◆ **EXTRACTED MATERIAL**
+===+
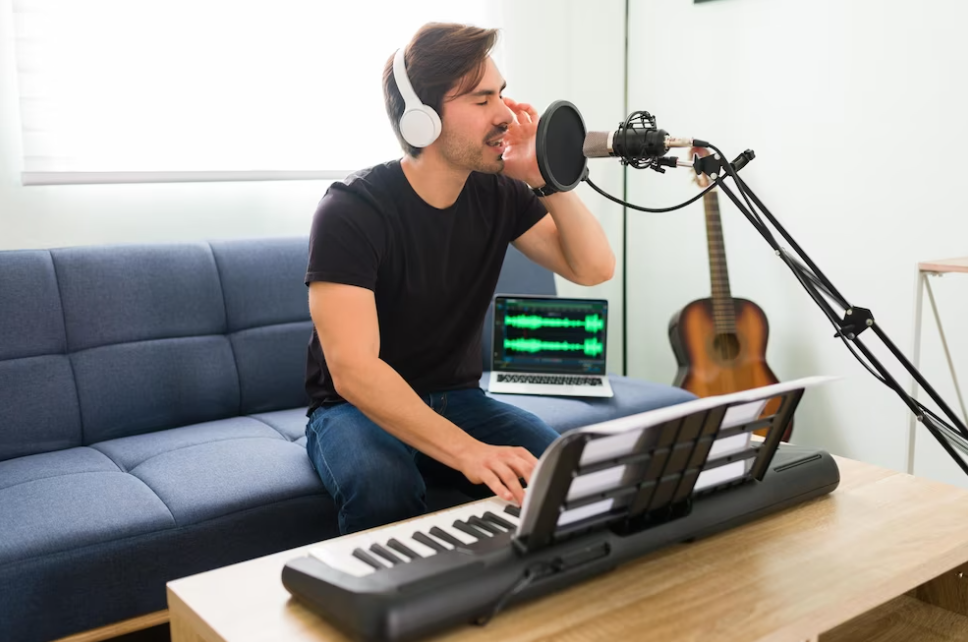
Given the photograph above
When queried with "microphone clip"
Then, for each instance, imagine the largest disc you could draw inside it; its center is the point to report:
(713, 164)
+===+
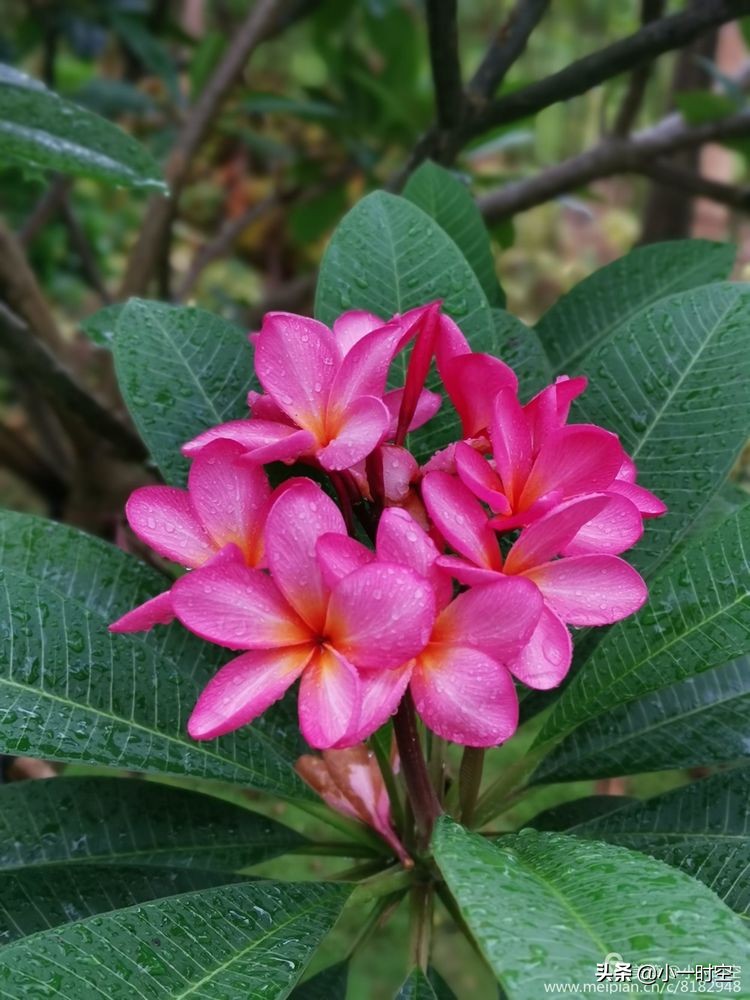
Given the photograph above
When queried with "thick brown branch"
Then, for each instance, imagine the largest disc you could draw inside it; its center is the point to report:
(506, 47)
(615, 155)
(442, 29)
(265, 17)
+===+
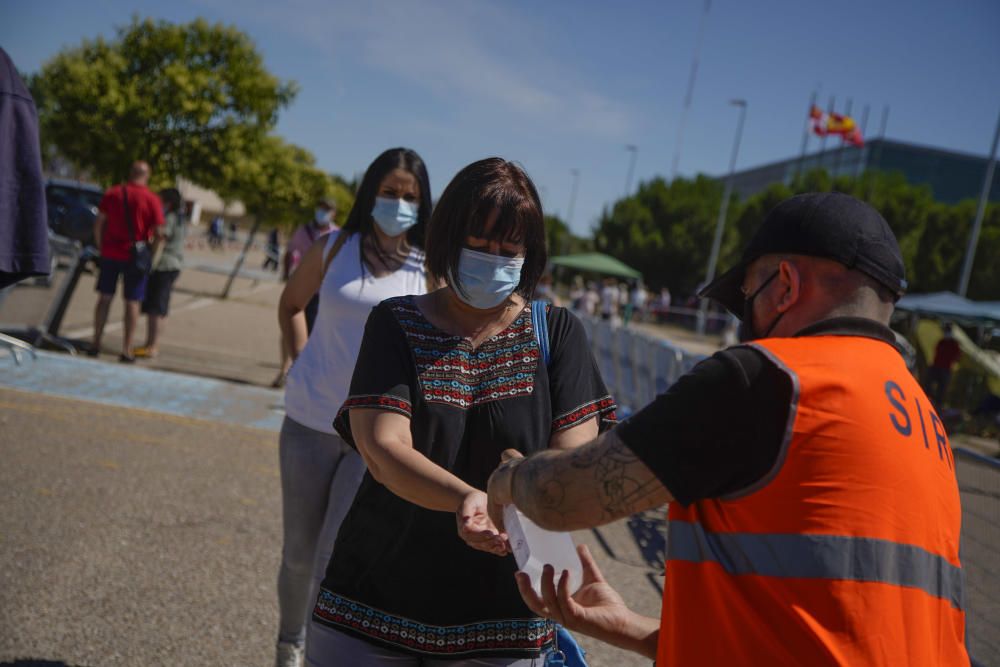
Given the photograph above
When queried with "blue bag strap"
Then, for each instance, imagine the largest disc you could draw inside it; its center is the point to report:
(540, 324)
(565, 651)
+===+
◆ **TASK REQUIREMENTS**
Copy every line from the records above that contains the word "with".

◆ **RESPONSE**
When queried with "microphone clip"
When queried with "thick brown branch"
When queried with "blue bag strap"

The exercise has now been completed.